• [Materials provided]:
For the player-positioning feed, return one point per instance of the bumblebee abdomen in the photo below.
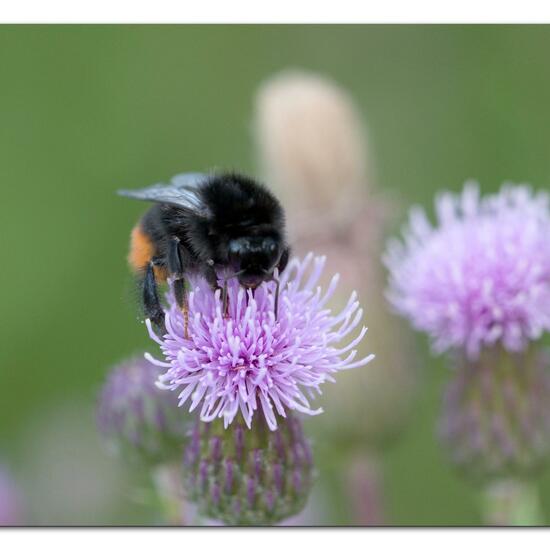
(142, 250)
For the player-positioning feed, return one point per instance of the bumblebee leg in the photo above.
(283, 261)
(176, 271)
(225, 300)
(151, 303)
(211, 276)
(276, 304)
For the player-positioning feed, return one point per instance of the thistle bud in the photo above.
(244, 476)
(137, 419)
(496, 415)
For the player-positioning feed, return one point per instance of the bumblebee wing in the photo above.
(183, 191)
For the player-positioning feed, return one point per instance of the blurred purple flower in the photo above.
(482, 275)
(255, 359)
(136, 418)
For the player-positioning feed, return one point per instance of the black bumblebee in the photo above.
(205, 224)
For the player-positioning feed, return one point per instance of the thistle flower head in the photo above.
(256, 360)
(248, 477)
(481, 276)
(495, 420)
(139, 420)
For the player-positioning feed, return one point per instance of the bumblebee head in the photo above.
(254, 258)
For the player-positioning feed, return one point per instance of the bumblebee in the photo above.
(206, 224)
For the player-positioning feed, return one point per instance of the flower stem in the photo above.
(168, 487)
(364, 487)
(511, 502)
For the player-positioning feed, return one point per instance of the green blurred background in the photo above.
(85, 110)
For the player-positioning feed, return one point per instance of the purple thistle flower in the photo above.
(137, 419)
(267, 485)
(481, 276)
(253, 359)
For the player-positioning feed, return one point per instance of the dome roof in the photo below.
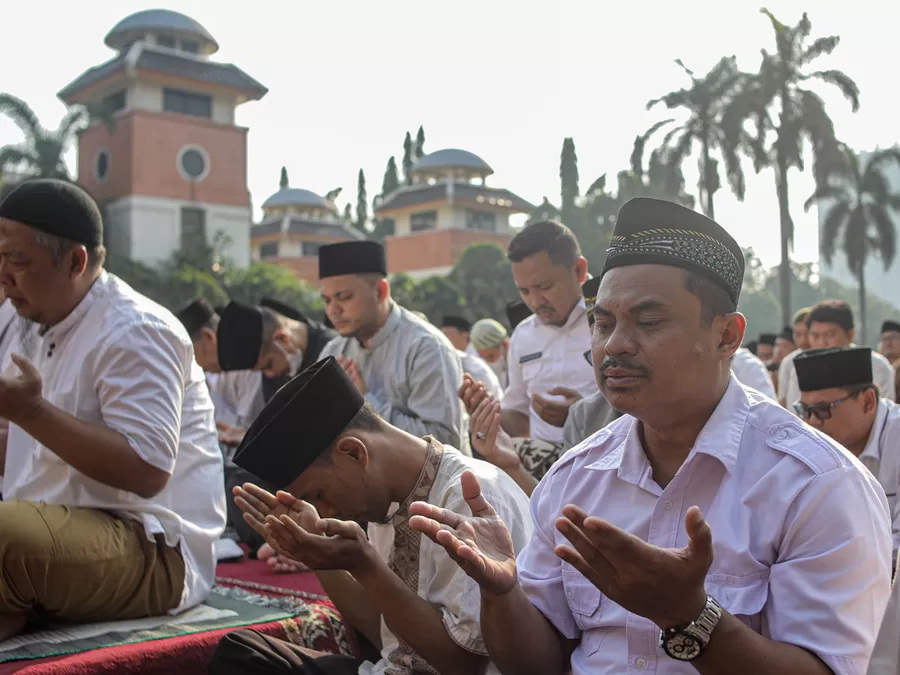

• [Exercise goal]:
Rename "purple thistle flower" to "violet thistle bloom" in the rows, beginning at the line that has "stem in the photo above." and stopping after the last of the rows, with everything else left unchanged. Give back only those lines, and leave the pictures out.

• [Exercise answer]:
For the player-positioning feed, return one point per instance of the flower stem in the photo above.
(168, 487)
(364, 487)
(511, 502)
For the player-positioning feed, return one point per instance of the green blurred background in the photo above.
(85, 110)
For the player-positioning feed, return one point per instance of the violet thistle bloom in the photo above.
(137, 419)
(267, 485)
(481, 276)
(253, 359)
For the player-positioning feed, return one point per instance of the dome roof in the photo below.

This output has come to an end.